What this task involves |
Write out all entries word for word.

Information supplied |
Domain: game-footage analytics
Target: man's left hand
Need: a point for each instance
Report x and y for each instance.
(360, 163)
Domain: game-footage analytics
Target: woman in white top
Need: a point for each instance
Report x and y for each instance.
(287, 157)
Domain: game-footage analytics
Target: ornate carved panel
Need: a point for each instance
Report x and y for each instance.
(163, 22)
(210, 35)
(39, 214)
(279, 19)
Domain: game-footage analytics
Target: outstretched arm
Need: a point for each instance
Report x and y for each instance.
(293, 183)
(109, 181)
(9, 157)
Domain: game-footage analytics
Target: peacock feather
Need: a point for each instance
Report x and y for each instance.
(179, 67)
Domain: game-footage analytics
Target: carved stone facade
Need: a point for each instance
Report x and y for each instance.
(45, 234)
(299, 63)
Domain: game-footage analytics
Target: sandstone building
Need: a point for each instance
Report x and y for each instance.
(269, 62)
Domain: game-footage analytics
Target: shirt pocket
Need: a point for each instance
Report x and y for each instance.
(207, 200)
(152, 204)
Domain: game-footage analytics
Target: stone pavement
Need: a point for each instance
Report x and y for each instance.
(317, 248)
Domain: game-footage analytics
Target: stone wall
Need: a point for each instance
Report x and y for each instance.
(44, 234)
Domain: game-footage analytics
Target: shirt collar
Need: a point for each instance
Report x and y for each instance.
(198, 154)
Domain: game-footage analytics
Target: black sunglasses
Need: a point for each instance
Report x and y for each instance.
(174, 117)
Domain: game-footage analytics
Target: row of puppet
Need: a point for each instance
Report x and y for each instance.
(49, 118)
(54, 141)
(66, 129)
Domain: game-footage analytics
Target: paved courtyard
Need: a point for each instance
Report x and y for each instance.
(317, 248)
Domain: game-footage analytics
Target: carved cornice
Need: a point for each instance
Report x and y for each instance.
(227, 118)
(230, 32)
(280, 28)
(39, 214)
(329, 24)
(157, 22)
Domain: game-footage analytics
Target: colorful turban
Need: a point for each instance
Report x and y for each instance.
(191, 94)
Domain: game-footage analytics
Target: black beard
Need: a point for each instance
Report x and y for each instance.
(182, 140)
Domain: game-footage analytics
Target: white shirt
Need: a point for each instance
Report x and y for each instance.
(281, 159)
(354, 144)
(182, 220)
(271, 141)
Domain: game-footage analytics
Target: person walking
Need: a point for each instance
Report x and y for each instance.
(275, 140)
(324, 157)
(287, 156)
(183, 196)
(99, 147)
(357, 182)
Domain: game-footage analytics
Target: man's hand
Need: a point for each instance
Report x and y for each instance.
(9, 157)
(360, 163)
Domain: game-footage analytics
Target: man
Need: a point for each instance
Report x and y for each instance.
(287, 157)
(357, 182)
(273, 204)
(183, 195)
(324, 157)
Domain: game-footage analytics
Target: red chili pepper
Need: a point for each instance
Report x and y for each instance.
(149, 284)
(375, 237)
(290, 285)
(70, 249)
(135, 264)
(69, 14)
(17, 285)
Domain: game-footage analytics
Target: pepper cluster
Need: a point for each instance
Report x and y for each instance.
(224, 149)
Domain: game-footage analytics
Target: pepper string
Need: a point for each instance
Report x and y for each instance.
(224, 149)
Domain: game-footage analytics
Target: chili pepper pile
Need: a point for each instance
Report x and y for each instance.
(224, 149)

Correct result |
Domain: game-footage analytics
Target: man's left hand
Need: a point for each instance
Report x and y for each instance.
(360, 163)
Domain: game-footage analytics
Target: woman in white top
Need: a point for each instance
Report x and y for each instance.
(287, 157)
Domain: game-footage analytics
Target: ornate carved panel
Need: a point for each instance
Report x and y for each instance.
(163, 22)
(210, 35)
(39, 214)
(279, 19)
Domain: game-footage analytics
Target: outstretched arm
Need: a point for each instance
Report x and y for each instance.
(293, 183)
(109, 181)
(9, 157)
Domain: game-footage analytics
Target: peacock feather
Need: a point for each instance
Report x and y for each instance.
(179, 67)
Domain: game-footage analytics
Target: carved stone facade
Need: a point for each instance
Report x and y for each instance.
(45, 234)
(299, 63)
Domain: game-footage analytics
Target: sandstone building
Need: a point for each instance
Report x and y for each instance.
(269, 62)
Domain: game-footage analytics
Target: shirt pocket
Need: a point for each instance
Report x and y for each instance.
(207, 200)
(152, 204)
Domain: game-footage analytics
Target: stone pavement
Need: a point for each instance
Report x and y for each instance.
(317, 248)
Domain: game-footage analytics
Target: stone wall
Need: a point for each instance
Report x and y for each instance.
(44, 234)
Domain: game-footage analytics
Target: shirt collar
Need: a point for each instance
Report x and y for each instance.
(198, 154)
Domain: game-footage analytics
Target: black sunglasses
Need: a point for each instance
Report x and y for each instance.
(174, 117)
Domain: game-footage analytics
Target: row of puppet
Need: a point for each instance
Report x and y for each instance.
(49, 118)
(54, 141)
(66, 129)
Domain: game-footage analytics
Target: paved courtyard
Need: a point for each instance
Report x and y for each instance.
(317, 248)
Domain: game-footage analytics
Target: carved cornice
Need: a point for each instance
Report x and y for each instance.
(227, 118)
(230, 32)
(280, 28)
(39, 214)
(329, 24)
(157, 22)
Domain: game-footage analytics
Target: colorful turban
Need: a point for each instance
Report x and y for each instance.
(191, 94)
Domain: game-footage analytics
Target: black beard
Need: a point for each instance
Report x and y for each instance.
(182, 140)
Domain: game-footage analytics
Target: white shirt
Need: a point for each instance
Report x and y for each instance.
(281, 159)
(354, 144)
(182, 220)
(271, 141)
Domain: game-footage analytics
Target: person walking
Need: a point for each instance
Report x and y for each instance.
(275, 140)
(324, 157)
(287, 156)
(183, 196)
(99, 147)
(357, 182)
Domain: game-footage analytics
Target: man's hand
Need: a point for each instance
Report x and y for each instance.
(9, 157)
(360, 163)
Domain: game-footage analytics
Target: man
Need: a point for each instance
Report x and y for each instance.
(287, 157)
(357, 182)
(273, 204)
(183, 195)
(324, 157)
Domain: game-footage analytics
Target: red chili pepper
Need: a point for each instance
Report x and y for each instance.
(149, 284)
(375, 237)
(290, 285)
(70, 249)
(135, 264)
(69, 14)
(17, 285)
Domain: game-footage analytics
Target: pepper cluster
Need: a point for each instance
Report x and y for each instance.
(224, 149)
Domain: game-footage analytics
Target: pepper string
Need: a point for each instance
Report x and y for each instance.
(224, 149)
Domain: game-footage analytics
Target: chili pepper pile
Need: a point for each instance
Report x and y for each instance.
(224, 149)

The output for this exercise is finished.